[Records from a point labeling set]
++++++++

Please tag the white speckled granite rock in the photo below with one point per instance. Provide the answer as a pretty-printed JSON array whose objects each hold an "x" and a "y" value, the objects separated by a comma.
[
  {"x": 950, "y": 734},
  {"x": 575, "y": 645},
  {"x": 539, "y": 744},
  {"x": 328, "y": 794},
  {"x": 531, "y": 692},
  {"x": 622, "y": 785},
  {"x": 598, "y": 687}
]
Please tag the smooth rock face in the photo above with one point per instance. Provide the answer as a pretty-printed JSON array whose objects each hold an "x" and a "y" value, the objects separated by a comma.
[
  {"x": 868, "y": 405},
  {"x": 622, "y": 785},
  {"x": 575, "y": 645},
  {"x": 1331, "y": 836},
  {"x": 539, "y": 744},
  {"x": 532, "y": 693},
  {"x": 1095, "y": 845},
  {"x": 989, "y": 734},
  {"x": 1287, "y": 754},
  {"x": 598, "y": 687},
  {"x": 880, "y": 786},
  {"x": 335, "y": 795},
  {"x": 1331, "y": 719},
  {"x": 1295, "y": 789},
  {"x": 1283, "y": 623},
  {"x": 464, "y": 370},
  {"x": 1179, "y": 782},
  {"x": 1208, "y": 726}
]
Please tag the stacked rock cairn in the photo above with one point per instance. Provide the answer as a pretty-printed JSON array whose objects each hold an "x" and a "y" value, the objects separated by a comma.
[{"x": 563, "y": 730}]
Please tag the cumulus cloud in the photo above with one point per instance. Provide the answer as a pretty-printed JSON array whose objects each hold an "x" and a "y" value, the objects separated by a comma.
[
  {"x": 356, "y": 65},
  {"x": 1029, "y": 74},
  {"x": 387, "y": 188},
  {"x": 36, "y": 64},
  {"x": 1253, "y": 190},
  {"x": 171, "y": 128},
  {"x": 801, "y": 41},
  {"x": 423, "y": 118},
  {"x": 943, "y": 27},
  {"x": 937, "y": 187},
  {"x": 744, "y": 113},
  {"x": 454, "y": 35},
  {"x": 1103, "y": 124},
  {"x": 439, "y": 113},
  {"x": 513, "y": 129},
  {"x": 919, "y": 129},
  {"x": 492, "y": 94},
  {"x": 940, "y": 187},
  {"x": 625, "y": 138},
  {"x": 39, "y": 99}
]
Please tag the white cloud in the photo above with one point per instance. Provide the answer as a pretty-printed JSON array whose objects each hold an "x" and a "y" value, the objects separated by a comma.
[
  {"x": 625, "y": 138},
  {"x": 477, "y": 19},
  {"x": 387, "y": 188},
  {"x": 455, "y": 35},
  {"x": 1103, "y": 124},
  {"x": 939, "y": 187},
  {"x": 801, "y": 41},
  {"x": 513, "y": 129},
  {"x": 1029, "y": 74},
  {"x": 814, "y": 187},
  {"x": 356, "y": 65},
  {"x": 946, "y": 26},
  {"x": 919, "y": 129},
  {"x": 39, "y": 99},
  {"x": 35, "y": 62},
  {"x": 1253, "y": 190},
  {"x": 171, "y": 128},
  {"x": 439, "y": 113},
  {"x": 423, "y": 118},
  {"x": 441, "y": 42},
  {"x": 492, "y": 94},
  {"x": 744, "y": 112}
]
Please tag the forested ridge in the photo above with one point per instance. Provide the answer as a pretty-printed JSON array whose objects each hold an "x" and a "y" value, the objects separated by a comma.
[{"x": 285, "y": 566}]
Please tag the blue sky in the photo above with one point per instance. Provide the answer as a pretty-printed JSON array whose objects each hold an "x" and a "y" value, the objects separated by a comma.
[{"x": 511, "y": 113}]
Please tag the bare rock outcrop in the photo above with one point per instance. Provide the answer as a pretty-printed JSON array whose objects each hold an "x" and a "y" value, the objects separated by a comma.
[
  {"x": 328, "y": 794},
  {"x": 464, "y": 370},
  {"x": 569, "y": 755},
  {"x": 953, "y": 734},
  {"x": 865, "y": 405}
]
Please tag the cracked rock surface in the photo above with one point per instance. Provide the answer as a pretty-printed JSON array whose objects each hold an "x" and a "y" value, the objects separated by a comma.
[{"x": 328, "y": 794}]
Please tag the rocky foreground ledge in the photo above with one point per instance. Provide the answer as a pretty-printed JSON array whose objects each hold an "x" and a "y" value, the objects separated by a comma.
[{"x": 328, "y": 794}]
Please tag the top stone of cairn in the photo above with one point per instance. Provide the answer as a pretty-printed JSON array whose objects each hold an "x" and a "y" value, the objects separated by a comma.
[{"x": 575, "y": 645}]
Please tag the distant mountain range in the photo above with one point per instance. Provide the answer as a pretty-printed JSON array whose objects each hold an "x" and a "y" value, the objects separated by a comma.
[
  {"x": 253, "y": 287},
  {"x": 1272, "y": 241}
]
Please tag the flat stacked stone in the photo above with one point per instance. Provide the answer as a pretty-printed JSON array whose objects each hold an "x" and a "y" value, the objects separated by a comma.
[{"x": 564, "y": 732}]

++++++++

Your instructions
Reproduce the material above line for line, with no changes.

Right answer
Please tag the white speckled granite rock in the photo below with one point per instance. Provide the answer as a pretty-printed JSON array whose objects each hold an "x" and a "y" value, the objects separated by a comma.
[
  {"x": 950, "y": 734},
  {"x": 575, "y": 645},
  {"x": 539, "y": 744},
  {"x": 328, "y": 794},
  {"x": 531, "y": 692},
  {"x": 622, "y": 785},
  {"x": 598, "y": 687}
]
Please tag the smooth rock face in the photo above with one point per instance. Provide the answer as a pretty-printed JSON array whose objects each hold an "x" and a "y" value, the objects separated by a comma.
[
  {"x": 868, "y": 405},
  {"x": 622, "y": 785},
  {"x": 575, "y": 645},
  {"x": 1331, "y": 836},
  {"x": 539, "y": 744},
  {"x": 532, "y": 693},
  {"x": 1095, "y": 845},
  {"x": 989, "y": 734},
  {"x": 1287, "y": 754},
  {"x": 598, "y": 687},
  {"x": 880, "y": 786},
  {"x": 335, "y": 795},
  {"x": 1331, "y": 719},
  {"x": 1295, "y": 789},
  {"x": 1283, "y": 623},
  {"x": 464, "y": 370},
  {"x": 1179, "y": 782},
  {"x": 1208, "y": 726}
]
Please tag the stacked rock cairn in the photo above with one point per instance. Provide the answer as a pretty-printed JSON array whose objects each hold an "x" and a "y" value, the objects separated by a comma.
[{"x": 563, "y": 730}]
Please tag the cumulus cloud in the photo above with one point per instance. Provide the answer as a pretty-printed JSON array whose objects each hold an "x" and a "y" value, the objects separated by a comma.
[
  {"x": 356, "y": 65},
  {"x": 1029, "y": 74},
  {"x": 387, "y": 188},
  {"x": 36, "y": 64},
  {"x": 1253, "y": 190},
  {"x": 171, "y": 128},
  {"x": 801, "y": 41},
  {"x": 423, "y": 118},
  {"x": 943, "y": 27},
  {"x": 937, "y": 187},
  {"x": 744, "y": 113},
  {"x": 454, "y": 35},
  {"x": 1103, "y": 124},
  {"x": 439, "y": 113},
  {"x": 513, "y": 129},
  {"x": 919, "y": 129},
  {"x": 492, "y": 94},
  {"x": 940, "y": 187},
  {"x": 625, "y": 138},
  {"x": 39, "y": 99}
]
Please tag the white cloud in the photo above with one point per instance. Provide the answer as a pretty-printed JSON array whose objects each hold an "x" and a "y" value, the objects separated by a comma.
[
  {"x": 625, "y": 138},
  {"x": 477, "y": 19},
  {"x": 387, "y": 188},
  {"x": 455, "y": 35},
  {"x": 1103, "y": 124},
  {"x": 939, "y": 187},
  {"x": 801, "y": 41},
  {"x": 513, "y": 129},
  {"x": 1029, "y": 74},
  {"x": 814, "y": 187},
  {"x": 356, "y": 65},
  {"x": 946, "y": 26},
  {"x": 919, "y": 129},
  {"x": 39, "y": 99},
  {"x": 35, "y": 62},
  {"x": 1253, "y": 190},
  {"x": 171, "y": 128},
  {"x": 439, "y": 113},
  {"x": 423, "y": 118},
  {"x": 441, "y": 42},
  {"x": 492, "y": 94},
  {"x": 744, "y": 112}
]
Please tag the forested ridge in the photo above with one point per instance. Provide the answer as a pretty-printed JSON array whose objects each hold an "x" and a "y" value, the objects separated by a comma.
[{"x": 285, "y": 566}]
Please tag the blue sky in the photo above with one point per instance. Provide the answer as a pretty-printed JSON array whose objects each hold an "x" and a "y" value, the objects separated by a comma.
[{"x": 511, "y": 113}]
Please tag the bare rock outcrop in the photo above with one point per instance. Provide the answer as a pretty-printed JSON array whose objects each hold an "x" and a "y" value, the objects separated by a comma.
[
  {"x": 328, "y": 794},
  {"x": 464, "y": 370},
  {"x": 569, "y": 755},
  {"x": 953, "y": 734},
  {"x": 865, "y": 405}
]
Please tag the cracked rock surface in the photo above with one point per instance. Provide the answer as a pretty-printed JSON array whose objects each hold an "x" and a "y" value, the objects separated by a comma.
[{"x": 328, "y": 794}]
Please tag the rocky foreground ledge in the photo above with one point per instance. Provide the answer as a pretty-printed JSON array whose objects each hold an "x" and a "y" value, the objects separated by a comma.
[{"x": 328, "y": 794}]
Please tag the top stone of cairn in the photo above with one point per instance. Provide the answer as a pretty-printed JSON array whose objects each hold an "x" and a "y" value, the objects separated by a comma.
[{"x": 575, "y": 645}]
Please tag the distant mountain range in the photo above with one point per instance. Provide the answer as a pretty-printed JSON array whose objects each hold an "x" and a "y" value, the objects separated by a comma.
[
  {"x": 253, "y": 287},
  {"x": 1272, "y": 241}
]
Please tag the flat stacked stone in the photo above with one point per instance. Provide the answer as a pretty-printed JSON array whose objects each hold an "x" and a "y" value, the objects separated by a comma.
[{"x": 564, "y": 732}]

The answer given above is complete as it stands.